PROBLEM> Rewrite the data from the line containing "Isolate sofa armrest" through the end of the data, replacing "Respond" with "Reply" and leaving everything else unchanged.

RECORD EXTRACTS>
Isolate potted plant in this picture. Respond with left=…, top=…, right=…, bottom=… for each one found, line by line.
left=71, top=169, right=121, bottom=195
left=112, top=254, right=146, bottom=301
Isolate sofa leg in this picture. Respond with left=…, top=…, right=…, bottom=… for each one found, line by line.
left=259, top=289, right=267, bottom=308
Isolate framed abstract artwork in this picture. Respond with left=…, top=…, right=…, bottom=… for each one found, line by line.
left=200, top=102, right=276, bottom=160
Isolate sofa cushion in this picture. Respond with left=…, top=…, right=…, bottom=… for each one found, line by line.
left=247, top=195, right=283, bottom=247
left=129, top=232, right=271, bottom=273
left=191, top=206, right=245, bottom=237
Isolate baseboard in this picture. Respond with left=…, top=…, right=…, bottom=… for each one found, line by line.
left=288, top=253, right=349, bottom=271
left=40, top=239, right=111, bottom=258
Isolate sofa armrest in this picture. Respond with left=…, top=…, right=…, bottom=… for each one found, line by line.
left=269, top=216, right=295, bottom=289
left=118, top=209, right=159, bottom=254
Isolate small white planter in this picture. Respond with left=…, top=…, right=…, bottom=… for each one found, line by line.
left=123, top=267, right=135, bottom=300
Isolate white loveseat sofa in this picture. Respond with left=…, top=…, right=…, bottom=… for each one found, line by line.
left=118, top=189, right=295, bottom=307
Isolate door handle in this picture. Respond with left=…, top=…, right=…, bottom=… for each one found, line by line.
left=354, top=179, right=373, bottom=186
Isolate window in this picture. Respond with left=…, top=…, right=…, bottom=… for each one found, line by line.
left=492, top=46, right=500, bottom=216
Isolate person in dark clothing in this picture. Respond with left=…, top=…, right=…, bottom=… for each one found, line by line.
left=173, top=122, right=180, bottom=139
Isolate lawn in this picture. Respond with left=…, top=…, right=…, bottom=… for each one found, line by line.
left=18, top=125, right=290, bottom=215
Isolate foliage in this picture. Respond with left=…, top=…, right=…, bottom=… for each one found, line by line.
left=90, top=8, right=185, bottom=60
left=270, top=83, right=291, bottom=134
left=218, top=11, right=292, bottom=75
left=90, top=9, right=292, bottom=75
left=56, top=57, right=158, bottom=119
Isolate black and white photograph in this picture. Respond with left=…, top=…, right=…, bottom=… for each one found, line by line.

RESULT>
Isolate sofa armrest in this picture. Reply with left=…, top=…, right=…, bottom=… for each one found, line by line.
left=269, top=216, right=295, bottom=289
left=118, top=209, right=159, bottom=254
Isolate small white planter in this picture. Reply with left=…, top=…, right=…, bottom=… for each one found, line by line.
left=123, top=267, right=135, bottom=300
Isolate white loveseat sofa in this picture. Reply with left=…, top=…, right=…, bottom=… for each one found, line by line.
left=118, top=189, right=295, bottom=307
Isolate door handle in this picture. Reply with left=…, top=…, right=…, bottom=… for each one found, line by line.
left=354, top=179, right=373, bottom=186
Isolate window in this picture. Reply with left=…, top=…, right=…, bottom=… for each one found, line by line.
left=492, top=46, right=500, bottom=216
Isolate person in dark clothing in this picture. Reply with left=…, top=…, right=…, bottom=… for each one found, line by line.
left=173, top=122, right=180, bottom=139
Isolate lawn in this picture. Reply with left=…, top=…, right=…, bottom=… for each one found, line by line.
left=18, top=125, right=290, bottom=215
Isolate foliage in this picture. Reply with left=…, top=…, right=…, bottom=… for each one found, line by line.
left=90, top=8, right=185, bottom=60
left=270, top=83, right=291, bottom=134
left=218, top=11, right=292, bottom=75
left=90, top=9, right=292, bottom=75
left=56, top=57, right=158, bottom=119
Isolate black and white photograph in this picture. Reply with left=…, top=…, right=…, bottom=… for each one found, line by line.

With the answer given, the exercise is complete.